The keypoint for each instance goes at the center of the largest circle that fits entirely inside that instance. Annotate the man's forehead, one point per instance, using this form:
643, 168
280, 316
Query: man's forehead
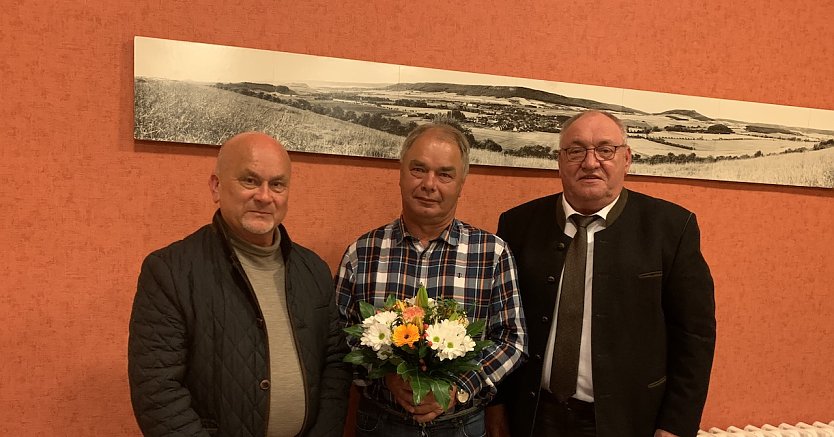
595, 129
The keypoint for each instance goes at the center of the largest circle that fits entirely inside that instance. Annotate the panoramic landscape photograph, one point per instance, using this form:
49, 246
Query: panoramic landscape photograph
189, 92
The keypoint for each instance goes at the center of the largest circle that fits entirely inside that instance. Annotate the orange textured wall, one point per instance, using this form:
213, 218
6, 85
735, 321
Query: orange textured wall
81, 202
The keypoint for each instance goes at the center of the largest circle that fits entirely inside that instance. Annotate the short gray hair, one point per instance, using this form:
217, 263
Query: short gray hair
446, 128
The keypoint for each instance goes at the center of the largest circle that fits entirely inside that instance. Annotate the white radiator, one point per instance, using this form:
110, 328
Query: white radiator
801, 429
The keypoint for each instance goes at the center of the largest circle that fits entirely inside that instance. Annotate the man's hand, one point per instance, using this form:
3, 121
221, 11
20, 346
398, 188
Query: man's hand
497, 422
426, 411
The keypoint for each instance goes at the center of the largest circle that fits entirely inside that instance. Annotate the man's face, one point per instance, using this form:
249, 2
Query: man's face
252, 187
431, 179
592, 184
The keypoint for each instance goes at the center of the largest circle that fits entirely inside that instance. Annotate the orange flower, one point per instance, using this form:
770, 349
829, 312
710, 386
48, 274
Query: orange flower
414, 315
407, 334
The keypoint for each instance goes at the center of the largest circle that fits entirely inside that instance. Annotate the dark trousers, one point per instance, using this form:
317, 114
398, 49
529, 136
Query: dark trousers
573, 418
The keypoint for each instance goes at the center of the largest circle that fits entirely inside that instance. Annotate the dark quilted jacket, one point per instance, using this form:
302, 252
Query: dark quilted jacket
197, 353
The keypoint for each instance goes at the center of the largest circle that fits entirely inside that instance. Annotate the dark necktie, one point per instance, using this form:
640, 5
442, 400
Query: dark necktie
564, 371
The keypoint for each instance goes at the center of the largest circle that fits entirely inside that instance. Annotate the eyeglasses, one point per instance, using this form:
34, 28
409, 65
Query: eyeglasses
602, 153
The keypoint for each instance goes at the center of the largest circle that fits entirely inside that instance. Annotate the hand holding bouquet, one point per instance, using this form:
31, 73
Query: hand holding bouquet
427, 342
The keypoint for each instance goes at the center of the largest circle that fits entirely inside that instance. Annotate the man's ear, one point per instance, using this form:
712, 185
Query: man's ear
214, 186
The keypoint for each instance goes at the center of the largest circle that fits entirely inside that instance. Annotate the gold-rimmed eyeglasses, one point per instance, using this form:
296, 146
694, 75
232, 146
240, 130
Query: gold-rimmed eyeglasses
602, 153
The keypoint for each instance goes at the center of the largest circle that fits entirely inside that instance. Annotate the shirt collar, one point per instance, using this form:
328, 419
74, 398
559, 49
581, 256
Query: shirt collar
603, 213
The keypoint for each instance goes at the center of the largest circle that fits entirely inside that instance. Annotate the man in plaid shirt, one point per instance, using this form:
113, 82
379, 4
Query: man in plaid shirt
427, 245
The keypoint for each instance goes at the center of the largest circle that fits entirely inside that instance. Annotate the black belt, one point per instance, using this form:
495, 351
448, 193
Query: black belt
573, 405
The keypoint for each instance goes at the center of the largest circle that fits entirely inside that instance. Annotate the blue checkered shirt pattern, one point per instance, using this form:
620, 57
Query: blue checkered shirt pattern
464, 263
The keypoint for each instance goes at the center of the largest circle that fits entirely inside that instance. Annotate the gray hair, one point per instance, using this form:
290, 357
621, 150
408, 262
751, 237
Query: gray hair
446, 128
616, 120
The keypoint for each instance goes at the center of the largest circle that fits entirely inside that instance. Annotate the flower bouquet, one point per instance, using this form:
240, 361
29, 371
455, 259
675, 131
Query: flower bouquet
428, 343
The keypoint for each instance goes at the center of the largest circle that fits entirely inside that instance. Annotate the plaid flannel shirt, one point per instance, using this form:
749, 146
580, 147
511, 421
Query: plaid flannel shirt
464, 263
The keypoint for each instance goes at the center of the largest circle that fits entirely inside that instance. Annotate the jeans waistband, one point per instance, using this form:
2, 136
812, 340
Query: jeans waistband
368, 403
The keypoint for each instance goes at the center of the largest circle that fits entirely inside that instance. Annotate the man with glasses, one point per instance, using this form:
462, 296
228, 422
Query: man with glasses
618, 298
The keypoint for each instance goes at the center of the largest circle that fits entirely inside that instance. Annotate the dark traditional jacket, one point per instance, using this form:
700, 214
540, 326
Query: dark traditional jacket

______

▶ Request
Output the records above exactly; leave out the pictures.

▶ Complete output
The keypoint for each instance goes at the center of the largest circle that fits entirely inside that instance. Annotate the man's forehead, one point per instance, using this form:
643, 168
280, 316
Query: man's forehead
595, 129
The keypoint for each instance goes at the center of the largest circle that fits entirely inside that instance. Annotate the panoramic landscape photograph, one point per instance, using this form:
49, 246
Query: panoramic landscape photograph
189, 92
The keypoint for each instance goes at the center of the largest circle that fits entirely inside that instance. Annotate the orange textured wall, one point per instance, using this form:
213, 218
6, 85
735, 321
Query: orange textured wall
81, 202
The keypoint for each instance goes at the center of the largest circle that fits entirely inside that instance. Annotate the short gray hair, one point per instance, using this form:
217, 263
Query: short gray hair
446, 128
The keypoint for each instance goes at the center of the largest circle that fits entirely inside that instance. Annotate the white radiator, one point per instance, using this form:
110, 328
Query: white radiator
801, 429
The keypoint for each instance goes at the center of the largest circle that fits entirely inside that instance. Annotate the man's hand, one point per instance, using this form:
3, 121
221, 11
20, 346
398, 188
Query: man's hand
497, 422
426, 411
The keypoint for each instance goes at the center of the largest circle that fits entirely inside that instance. Annotate the man's face, one point per instance, using this form:
249, 2
Query: man's face
252, 187
431, 179
592, 184
The keypoint for each instance goes at the center of the largest circle that fits entirely inside that instance. Annotate the orange flower, one point per instance, using this form:
770, 349
829, 312
710, 386
48, 274
Query: orange flower
414, 315
407, 334
The keypoint for each instance goes at the center of the largest circle that fits entirely inside that instance. Annotate the dark trousers, one point per instance, using this form:
317, 114
398, 49
529, 136
Query: dark trousers
573, 418
The keypoint for each instance goes at the center of the largest circle that fits entirely inside that instance. Annotate the dark quilted jacket, one point per instance, using this form:
302, 252
Query: dark quilted jacket
197, 353
The keypoint for each instance goes at the center of the largest circle that fits entirely inside that instance. Annotate the dark necktie, one point per instance, using this form:
640, 5
442, 400
Query: dark necktie
564, 371
The keypoint for each instance goes at the center of the largest circle that fits entirely inside that instance. Annotate the eyeglasses, one point per instance, using this form:
34, 28
409, 65
Query: eyeglasses
602, 153
The keypoint for each instance goes at the center of the largest circle that fits entirely inside that instance. Annotate the hand holding bouquet, one point per instance, using this form:
31, 73
Query: hand holding bouquet
427, 342
The keypoint for each instance goes at the center of the largest circle that fits entirely inside that instance. Annotate the man's ear, one point per instance, using this form:
712, 185
Query: man's ear
214, 186
The keypoint for each instance goes at the center of the largest circle that fits entirely inside that instance. Annotate the gold-rimmed eyeglasses, one point per instance, using this form:
296, 146
694, 75
232, 146
240, 130
Query: gold-rimmed eyeglasses
602, 153
The keypoint for each instance goes at the center of the largest circle that fits entirely inside that instance. Annotate the shirt collar, one point per instance, using this form:
328, 419
74, 398
559, 49
581, 256
Query: shirt collar
603, 213
The keypoint for each instance goes at the center of the largest circle that fits entirely inside that instance. Annotate the man in plaid shirt, one point per instance, using this form:
113, 82
379, 4
Query: man in plaid shirt
427, 245
The keypoint for each instance goes at the center of the largest circle that fits entirely inside that instance. Annotate the black belt, one point per instance, using this form:
495, 351
448, 193
Query: black belt
573, 405
The keypoint for each instance goes at the center of the largest circle that fits entirely inside that instance. Annotate the blue checkered shirt pattern, one point per instance, using this form:
620, 57
Query: blue checkered shirt pattern
464, 263
The keypoint for each instance goes at the center of the largest circle that fits entirely inside that instance. Annotate the gray hair, one point per instance, using this form:
290, 357
621, 150
408, 262
751, 237
Query: gray hair
446, 128
616, 120
The keypoint for each instance goes at the center of the largest circle that fits entirely inside that instance. Annotate the flower bouquet, one point per instance, using this form:
240, 361
29, 371
455, 259
675, 131
Query: flower bouquet
428, 343
The keypoint for each instance goes at the center of the largest circle that fits entirely inside that instance. Annotate the plaid flannel shirt, one point per instance, using this form:
749, 146
580, 147
511, 421
Query: plaid flannel shirt
464, 263
The keypoint for each instance goes at the center of the largest circle that fits entirely inside that instance. Annotate the jeans waistband, one point per instance, using this form:
2, 136
812, 340
Query: jeans waistband
368, 403
The keypoint for each instance goes at the center of the largest circle that fits entirely inside that instance. Annotate the man with glasses, one point per instance, using this form:
462, 296
228, 422
Query: man with glasses
618, 298
The keypoint for each instance goes at the center of the largest circle that fits entirely inside that instance. Annotate the dark traditional jacket, one point per instance, using this form:
700, 214
540, 326
Query: dark traditional jacket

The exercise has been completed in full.